TASK REQUIREMENTS »
Can you reproduce, word for word, the lines of the material below, starting with the line containing "Where can you find the concrete" and going on through the last line of the material?

═════ ENTRIES SHOWN

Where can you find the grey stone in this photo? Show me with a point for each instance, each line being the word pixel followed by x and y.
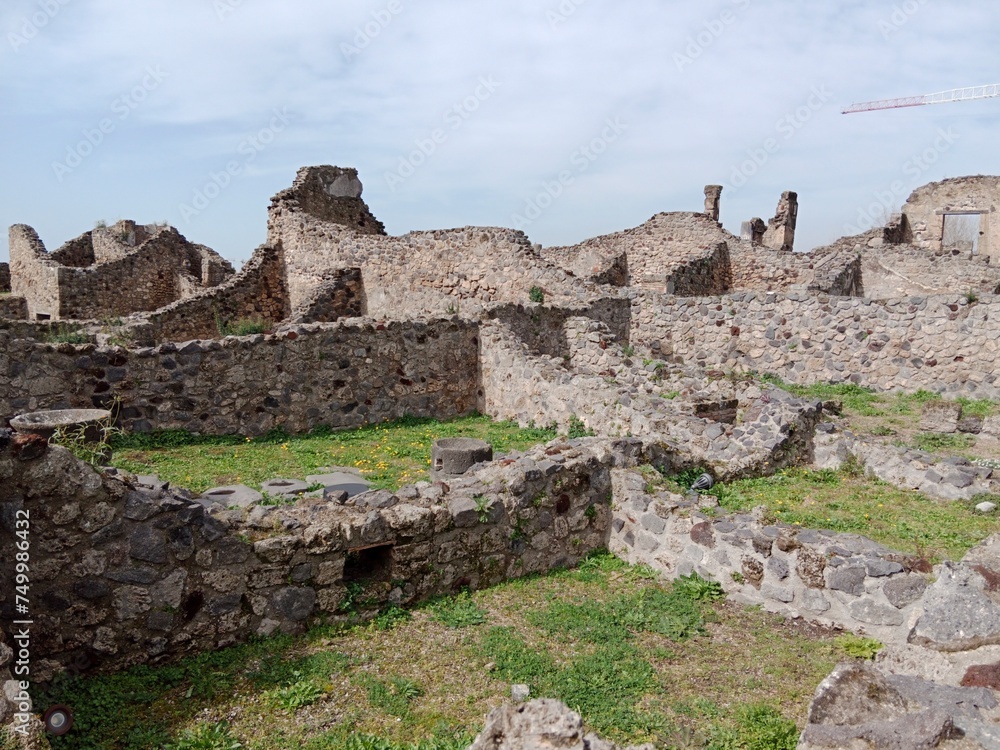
pixel 878 568
pixel 233 496
pixel 283 487
pixel 902 591
pixel 778 567
pixel 778 593
pixel 814 601
pixel 850 579
pixel 376 499
pixel 958 615
pixel 140 506
pixel 867 609
pixel 653 523
pixel 148 544
pixel 294 603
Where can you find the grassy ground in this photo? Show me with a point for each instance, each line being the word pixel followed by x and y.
pixel 641 660
pixel 388 455
pixel 901 519
pixel 895 418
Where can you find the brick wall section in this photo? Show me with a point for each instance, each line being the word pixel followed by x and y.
pixel 925 206
pixel 122 576
pixel 941 343
pixel 343 375
pixel 340 296
pixel 13 308
pixel 257 292
pixel 34 275
pixel 69 283
pixel 420 273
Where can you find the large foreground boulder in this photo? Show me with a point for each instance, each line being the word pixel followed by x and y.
pixel 859 708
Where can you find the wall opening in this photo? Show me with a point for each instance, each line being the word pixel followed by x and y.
pixel 368 564
pixel 961 232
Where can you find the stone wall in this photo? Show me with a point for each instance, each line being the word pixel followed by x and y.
pixel 34 275
pixel 942 343
pixel 926 207
pixel 77 282
pixel 830 578
pixel 341 295
pixel 342 375
pixel 256 293
pixel 13 308
pixel 122 575
pixel 893 271
pixel 612 395
pixel 418 274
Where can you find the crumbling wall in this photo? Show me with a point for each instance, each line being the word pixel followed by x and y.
pixel 927 206
pixel 780 232
pixel 943 343
pixel 680 252
pixel 13 308
pixel 117 279
pixel 256 293
pixel 123 575
pixel 34 275
pixel 341 375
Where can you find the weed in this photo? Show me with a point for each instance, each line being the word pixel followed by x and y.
pixel 577 428
pixel 458 611
pixel 207 737
pixel 241 326
pixel 858 646
pixel 298 694
pixel 483 505
pixel 391 616
pixel 393 697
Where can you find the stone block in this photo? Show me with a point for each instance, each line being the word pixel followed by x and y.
pixel 940 416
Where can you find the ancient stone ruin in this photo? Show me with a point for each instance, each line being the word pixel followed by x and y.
pixel 639 335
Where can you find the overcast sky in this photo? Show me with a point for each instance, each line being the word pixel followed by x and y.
pixel 566 119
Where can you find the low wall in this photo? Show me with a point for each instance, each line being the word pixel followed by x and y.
pixel 121 575
pixel 942 343
pixel 340 375
pixel 830 578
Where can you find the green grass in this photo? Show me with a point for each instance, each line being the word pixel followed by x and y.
pixel 900 519
pixel 388 455
pixel 640 659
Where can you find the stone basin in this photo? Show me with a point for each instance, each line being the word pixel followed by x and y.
pixel 45 423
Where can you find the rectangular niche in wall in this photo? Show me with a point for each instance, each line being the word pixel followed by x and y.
pixel 368 563
pixel 961 232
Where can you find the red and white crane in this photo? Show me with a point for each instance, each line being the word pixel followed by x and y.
pixel 941 97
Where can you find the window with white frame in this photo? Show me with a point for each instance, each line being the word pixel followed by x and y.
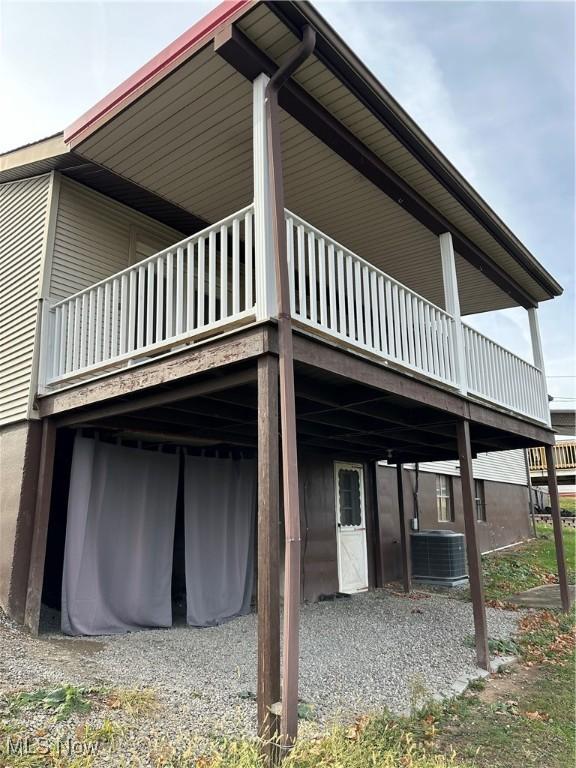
pixel 480 501
pixel 444 502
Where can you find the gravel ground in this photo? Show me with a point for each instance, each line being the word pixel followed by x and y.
pixel 357 655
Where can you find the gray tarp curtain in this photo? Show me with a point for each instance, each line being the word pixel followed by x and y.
pixel 120 534
pixel 219 512
pixel 119 539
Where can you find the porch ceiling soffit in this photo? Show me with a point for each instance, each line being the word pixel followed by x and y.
pixel 340 83
pixel 186 134
pixel 189 140
pixel 489 281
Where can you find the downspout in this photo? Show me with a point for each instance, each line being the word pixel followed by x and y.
pixel 289 721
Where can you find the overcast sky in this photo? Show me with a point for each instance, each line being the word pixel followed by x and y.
pixel 492 83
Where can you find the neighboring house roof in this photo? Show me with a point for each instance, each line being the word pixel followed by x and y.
pixel 337 81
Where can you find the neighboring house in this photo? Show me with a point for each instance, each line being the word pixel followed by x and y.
pixel 433 495
pixel 140 333
pixel 564 460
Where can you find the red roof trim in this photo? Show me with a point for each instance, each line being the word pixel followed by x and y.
pixel 192 37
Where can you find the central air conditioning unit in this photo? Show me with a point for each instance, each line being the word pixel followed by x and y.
pixel 439 557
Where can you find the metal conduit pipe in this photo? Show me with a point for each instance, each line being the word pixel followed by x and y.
pixel 289 718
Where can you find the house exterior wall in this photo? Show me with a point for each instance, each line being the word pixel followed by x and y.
pixel 499 466
pixel 318 526
pixel 507 512
pixel 23 232
pixel 95 237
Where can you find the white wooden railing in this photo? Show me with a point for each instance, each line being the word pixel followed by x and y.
pixel 499 376
pixel 202 285
pixel 216 280
pixel 339 294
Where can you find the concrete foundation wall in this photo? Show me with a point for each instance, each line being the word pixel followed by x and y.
pixel 19 457
pixel 507 512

══════════

EXERCISE ANSWER »
Where can you find the concrete foundation wall in this photo? Show me with a point for each instance, each line being the word pixel followed by x and y.
pixel 19 457
pixel 507 512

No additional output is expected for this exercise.